Monday, February 25, 2013

HP Firmware versions with PowerCLI

For documentation purposes  I needed BIOS and ILO versions of the vSphere environment.

I got the script from http://vnugglets.com/2011/11/get-hp-firmware-info-for-hp-vmware.html and combined some updates in the comments in the script so that it also shows which NetXen firmware and NetXen drivers are on the system. I adapted the script to give the info for all machines in the cluster, not just a single cluster.

Foreach ($strHostsClusterName in Get-Cluster){

Get-View -ViewType HostSystem -Property Name, Runtime.HealthSystemRuntime.SystemHealthInfo.NumericSensorInfo -SearchRoot (Get-View -ViewType ClusterComputeResource -Property Name -Filter @{"Name" = "^$([RegEx]::escape($strHostsClusterName))$"}).MoRef | %{

    $arrNumericSensorInfo = @($_.Runtime.HealthSystemRuntime.SystemHealthInfo.NumericSensorInfo)

    # HostNumericSensorInfo for BIOS, iLO, array controller

    $nsiBIOS = $arrNumericSensorInfo | ? {$_.Name -like "*System BIOS*"}

    $nsiArrayCtrlr = $arrNumericSensorInfo | ? {$_.Name -like "HP Smart Array Controller*"}

    $nsiILO = $arrNumericSensorInfo | ? {$_.Name -like "Hewlett-Packard BMC Firmware*"}

    $nsiNXdev = $arrNumericSensorInfo | ? {$_.Name -like "nx_nic device*"}

    $nsiNXdrv = $arrNumericSensorInfo | ? {$_.Name -like "nx_nic driver*"}

    # assume all at same level and take first or set as n/a

    if ( $nsiNXdev.Count -gt 0 ) {

       $nsiNXdevice = $nsiNXdev[0].Name

    } else {

       $nsiNXdevice = "n/a"

    }

    if ( $nsiNXdrv.Count -gt 0 ) {

       $nsiNXdriver = $nsiNXdrv[0].Name

    } else {

    $nsiNXdriver = "n/a"

    }

New-Object PSObject -Property @{

VMHost = $_.Name

"SystemBIOS" = $nsiBIOS.name

"HPSmartArray" = $nsiArrayCtrlr.Name

"iLOFirmware" = $nsiILO.Name

"nx_nic device" = $nsiNXdevice

"nx_nic driver" = $nsiNXdriver

    } ## end new-object

} ## end Foreach-Object

}


If I feel like it, I'll someday add LSI Logic cards and such as well. For now, it got me the info I needed, without logging on to 20 servers ;-)

Tasks to perform
A – From the PowerCLI firmware post, extract the passage starting with "For documentation purposes  I" and going on through "a single cluster.".
B – According to the PowerCLI firmware post, what hardware might someday be added to the script?

Available data

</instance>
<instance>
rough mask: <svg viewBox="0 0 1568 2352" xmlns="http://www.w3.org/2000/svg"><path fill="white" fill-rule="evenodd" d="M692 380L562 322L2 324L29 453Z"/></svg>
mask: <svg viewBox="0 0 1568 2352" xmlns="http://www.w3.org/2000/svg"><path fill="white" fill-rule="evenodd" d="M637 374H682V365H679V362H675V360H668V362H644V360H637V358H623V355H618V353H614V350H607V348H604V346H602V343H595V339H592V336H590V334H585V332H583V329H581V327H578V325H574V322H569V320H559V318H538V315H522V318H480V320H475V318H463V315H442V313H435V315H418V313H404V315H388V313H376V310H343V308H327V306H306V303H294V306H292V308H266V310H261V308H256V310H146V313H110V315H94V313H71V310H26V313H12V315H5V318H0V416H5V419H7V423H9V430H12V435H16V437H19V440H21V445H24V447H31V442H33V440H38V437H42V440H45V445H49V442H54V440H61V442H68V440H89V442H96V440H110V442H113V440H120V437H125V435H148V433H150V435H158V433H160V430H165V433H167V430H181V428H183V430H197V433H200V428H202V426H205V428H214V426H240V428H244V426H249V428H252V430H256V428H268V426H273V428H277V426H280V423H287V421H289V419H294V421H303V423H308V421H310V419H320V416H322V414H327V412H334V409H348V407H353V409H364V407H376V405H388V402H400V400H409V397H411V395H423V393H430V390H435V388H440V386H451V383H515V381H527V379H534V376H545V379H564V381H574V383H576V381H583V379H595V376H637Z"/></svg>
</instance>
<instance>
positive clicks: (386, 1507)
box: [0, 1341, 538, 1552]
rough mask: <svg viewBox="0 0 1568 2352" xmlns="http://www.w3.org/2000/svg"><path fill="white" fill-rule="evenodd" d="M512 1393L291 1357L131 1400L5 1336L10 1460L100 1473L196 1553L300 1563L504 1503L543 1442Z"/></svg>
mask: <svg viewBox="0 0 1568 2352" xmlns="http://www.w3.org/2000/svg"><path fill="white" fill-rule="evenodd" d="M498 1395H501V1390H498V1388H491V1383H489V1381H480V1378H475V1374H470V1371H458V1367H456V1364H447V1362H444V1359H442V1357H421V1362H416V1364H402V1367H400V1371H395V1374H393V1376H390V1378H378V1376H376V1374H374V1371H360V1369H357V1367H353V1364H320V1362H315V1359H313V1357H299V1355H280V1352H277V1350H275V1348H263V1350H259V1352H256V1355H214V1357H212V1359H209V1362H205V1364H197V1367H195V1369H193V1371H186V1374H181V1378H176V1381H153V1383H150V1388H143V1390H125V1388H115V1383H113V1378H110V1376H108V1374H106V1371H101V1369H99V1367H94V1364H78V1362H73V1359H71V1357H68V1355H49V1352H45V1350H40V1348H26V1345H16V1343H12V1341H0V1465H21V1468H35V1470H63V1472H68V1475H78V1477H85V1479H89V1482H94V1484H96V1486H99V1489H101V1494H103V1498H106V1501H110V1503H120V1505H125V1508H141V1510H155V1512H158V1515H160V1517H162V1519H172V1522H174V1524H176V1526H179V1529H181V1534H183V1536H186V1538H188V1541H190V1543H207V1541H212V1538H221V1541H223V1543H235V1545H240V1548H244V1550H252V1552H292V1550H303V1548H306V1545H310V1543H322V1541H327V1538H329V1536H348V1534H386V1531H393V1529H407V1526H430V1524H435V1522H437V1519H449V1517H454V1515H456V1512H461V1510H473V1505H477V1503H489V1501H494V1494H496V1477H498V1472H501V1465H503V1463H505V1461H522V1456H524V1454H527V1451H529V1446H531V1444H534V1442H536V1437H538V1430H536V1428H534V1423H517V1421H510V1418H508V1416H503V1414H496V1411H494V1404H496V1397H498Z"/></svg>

* * *

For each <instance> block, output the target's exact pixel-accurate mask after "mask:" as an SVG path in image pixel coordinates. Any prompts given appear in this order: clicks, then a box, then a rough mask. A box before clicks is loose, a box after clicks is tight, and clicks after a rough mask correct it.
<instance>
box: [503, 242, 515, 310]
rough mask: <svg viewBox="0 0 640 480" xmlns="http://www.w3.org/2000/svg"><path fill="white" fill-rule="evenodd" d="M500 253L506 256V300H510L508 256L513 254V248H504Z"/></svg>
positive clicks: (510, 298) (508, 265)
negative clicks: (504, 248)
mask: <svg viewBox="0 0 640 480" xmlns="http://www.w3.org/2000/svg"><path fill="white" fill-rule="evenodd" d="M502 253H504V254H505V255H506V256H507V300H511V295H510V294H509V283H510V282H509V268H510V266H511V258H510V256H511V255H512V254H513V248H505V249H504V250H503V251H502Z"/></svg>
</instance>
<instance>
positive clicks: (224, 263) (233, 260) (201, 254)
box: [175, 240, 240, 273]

Answers to each task
A –
For documentation purposes  I needed BIOS and ILO versions of the vSphere environment.

I got the script from http://vnugglets.com/2011/11/get-hp-firmware-info-for-hp-vmware.html and combined some updates in the comments in the script so that it also shows which NetXen firmware and NetXen drivers are on the system. I adapted the script to give the info for all machines in the cluster, not just a single cluster.

B – LSI Logic cards.